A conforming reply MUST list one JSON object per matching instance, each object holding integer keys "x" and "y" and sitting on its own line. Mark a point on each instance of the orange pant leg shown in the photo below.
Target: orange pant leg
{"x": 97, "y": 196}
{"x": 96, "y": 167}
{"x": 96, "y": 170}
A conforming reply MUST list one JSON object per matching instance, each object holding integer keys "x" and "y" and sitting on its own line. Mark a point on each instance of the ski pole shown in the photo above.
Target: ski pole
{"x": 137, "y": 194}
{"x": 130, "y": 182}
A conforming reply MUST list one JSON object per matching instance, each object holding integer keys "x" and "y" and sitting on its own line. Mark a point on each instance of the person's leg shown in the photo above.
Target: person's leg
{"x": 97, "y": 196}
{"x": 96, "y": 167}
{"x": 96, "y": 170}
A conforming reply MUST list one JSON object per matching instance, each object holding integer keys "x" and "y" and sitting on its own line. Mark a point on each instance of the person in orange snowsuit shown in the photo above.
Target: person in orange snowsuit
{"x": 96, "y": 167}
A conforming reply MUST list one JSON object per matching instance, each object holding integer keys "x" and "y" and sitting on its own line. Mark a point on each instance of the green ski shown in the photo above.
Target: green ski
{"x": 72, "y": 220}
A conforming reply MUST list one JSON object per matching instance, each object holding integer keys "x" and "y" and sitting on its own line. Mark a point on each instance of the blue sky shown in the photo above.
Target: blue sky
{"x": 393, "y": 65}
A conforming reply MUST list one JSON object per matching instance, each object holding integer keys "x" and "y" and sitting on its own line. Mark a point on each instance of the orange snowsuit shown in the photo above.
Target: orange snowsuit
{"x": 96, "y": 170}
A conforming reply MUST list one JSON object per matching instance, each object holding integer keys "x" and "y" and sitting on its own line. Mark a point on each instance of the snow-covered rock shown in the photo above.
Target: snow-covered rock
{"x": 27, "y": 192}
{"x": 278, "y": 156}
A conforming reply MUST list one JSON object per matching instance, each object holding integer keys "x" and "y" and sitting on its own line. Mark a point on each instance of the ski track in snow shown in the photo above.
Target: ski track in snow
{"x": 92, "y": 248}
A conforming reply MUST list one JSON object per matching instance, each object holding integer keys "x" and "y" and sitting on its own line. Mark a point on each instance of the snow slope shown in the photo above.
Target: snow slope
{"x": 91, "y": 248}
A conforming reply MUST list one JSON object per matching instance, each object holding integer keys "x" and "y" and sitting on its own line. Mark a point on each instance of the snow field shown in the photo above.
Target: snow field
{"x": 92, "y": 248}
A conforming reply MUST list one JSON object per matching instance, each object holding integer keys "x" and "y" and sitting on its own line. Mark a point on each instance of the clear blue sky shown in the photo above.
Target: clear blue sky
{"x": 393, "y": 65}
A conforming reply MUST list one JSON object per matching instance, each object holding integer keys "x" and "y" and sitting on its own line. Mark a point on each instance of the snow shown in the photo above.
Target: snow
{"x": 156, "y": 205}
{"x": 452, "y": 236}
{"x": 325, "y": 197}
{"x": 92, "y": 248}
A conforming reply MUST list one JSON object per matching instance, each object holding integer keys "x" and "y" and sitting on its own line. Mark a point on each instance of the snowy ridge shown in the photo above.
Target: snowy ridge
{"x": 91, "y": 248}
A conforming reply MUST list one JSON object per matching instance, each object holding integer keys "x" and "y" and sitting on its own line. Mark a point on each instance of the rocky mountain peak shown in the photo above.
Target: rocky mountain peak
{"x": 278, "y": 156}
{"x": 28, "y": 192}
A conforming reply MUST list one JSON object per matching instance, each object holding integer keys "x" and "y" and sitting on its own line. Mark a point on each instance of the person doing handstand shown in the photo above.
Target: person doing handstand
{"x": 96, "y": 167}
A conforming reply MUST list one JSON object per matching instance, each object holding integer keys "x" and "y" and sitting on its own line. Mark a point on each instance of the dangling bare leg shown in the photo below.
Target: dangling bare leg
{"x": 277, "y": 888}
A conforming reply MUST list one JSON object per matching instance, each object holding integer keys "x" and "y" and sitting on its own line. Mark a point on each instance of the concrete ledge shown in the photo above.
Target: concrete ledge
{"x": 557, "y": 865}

---------------

▶ **Assignment**:
All of the material above needs repeating. Keep it exact.

▶ **Answer for the task**:
A conforming reply MUST list one JSON object per matching instance, each object holding integer keys "x" and "y" and sitting on its own line. Mark a point on each instance of the orange pant leg shown in the photo below.
Target: orange pant leg
{"x": 97, "y": 196}
{"x": 96, "y": 167}
{"x": 96, "y": 170}
A conforming reply MUST list one JSON object per matching instance, each object holding integer keys "x" and "y" and sitting on its own line. Mark a point on each instance of the ski pole shown in the photo above.
Target: ski pole
{"x": 137, "y": 194}
{"x": 130, "y": 182}
A conforming reply MUST list one JSON object per matching instance, each object holding integer keys "x" and "y" and sitting on its own line. Mark a point on each instance of the person's leg shown in the photo above.
Target: person's leg
{"x": 97, "y": 196}
{"x": 96, "y": 167}
{"x": 96, "y": 170}
A conforming reply MUST list one JSON object per matching instance, each object holding integer keys "x" and "y" and sitting on its own line. Mark a point on each instance of the person in orange snowsuit shown in the photo above.
Target: person in orange snowsuit
{"x": 96, "y": 167}
A conforming reply MUST list one JSON object per matching instance, each object holding integer keys "x" and "y" and sitting on its own line. Mark a point on each instance of the green ski shown in the photo above.
Target: green ski
{"x": 72, "y": 220}
A conforming reply MUST list one JSON object per matching instance, each object holding integer keys "x" and "y" and sitting on its own line. Mark a point on each instance of the blue sky shown in the photo above.
Target: blue sky
{"x": 393, "y": 65}
A conforming reply MUST list one JSON object per matching instance, each object holding integer keys "x" and "y" and sitting on its own line. Mark a point on each instance of the orange snowsuit shown in the photo above.
Target: orange snowsuit
{"x": 96, "y": 170}
A conforming reply MUST list one JSON object per matching instance, each object holding integer keys "x" and "y" and sitting on its own line. Mark a point on each instance of the snow-covered rock shown in the photo above.
Target: snow-covered rock
{"x": 27, "y": 192}
{"x": 278, "y": 156}
A conforming reply MUST list one JSON object per matching instance, each object holding integer keys "x" and "y" and sitting on its own line. Mark a point on each instance of the ski track in snow shown in the photo above.
Target: ski track in snow
{"x": 92, "y": 248}
A conforming reply MUST list one JSON object per matching instance, each object holding integer keys "x" and "y" and sitting on its own line. Mark a point on each instance of the snow slope shown in the photo above.
Target: snow slope
{"x": 91, "y": 248}
A conforming reply MUST list one JSON object per matching instance, each object holding integer keys "x" and "y" and sitting on its own line. Mark a point on each instance of the snow field shown in the photo above.
Target: snow field
{"x": 92, "y": 248}
A conforming reply MUST list one JSON object per matching instance, each object holding integer keys "x" and "y" and sitting on its own line. Mark a point on each instance of the clear blue sky shown in the photo above.
Target: clear blue sky
{"x": 393, "y": 65}
A conforming reply MUST list one JSON object per matching instance, each object holding integer keys "x" and "y" and sitting on its own line. Mark a point on each instance of the snow shown in the photo above.
Target: snow
{"x": 156, "y": 205}
{"x": 452, "y": 236}
{"x": 325, "y": 197}
{"x": 92, "y": 248}
A conforming reply MUST list one JSON object per matching instance, each object holding integer keys "x" and "y" and sitting on its own line. Mark a point on each instance of the snowy ridge shown in the photo above.
Target: snowy ridge
{"x": 91, "y": 248}
A conforming reply MUST list one JSON object per matching instance, each object holding integer keys "x" and "y" and sitting on its own line. Mark a point on each instance of the rocky mountain peak shown in the photo above.
Target: rocky mountain peak
{"x": 278, "y": 156}
{"x": 28, "y": 192}
A conforming reply MUST list one JSON object per matching instance, each object holding integer keys "x" and "y" and sitting on its own line. Mark a point on each instance of the person doing handstand shown in the photo above.
Target: person doing handstand
{"x": 96, "y": 167}
A conforming reply MUST list one JSON object per matching instance, each object holding integer keys "x" and "y" and sitting on its own line. Mark a point on each instance of the dangling bare leg shown in the photo below.
Target: dangling bare leg
{"x": 277, "y": 888}
A conforming reply MUST list one JSON object per matching instance, each object holding integer keys "x" and "y" and sitting on its own line. Mark a point on each instance of the concrete ledge shown in the photo above.
Target: concrete ledge
{"x": 557, "y": 865}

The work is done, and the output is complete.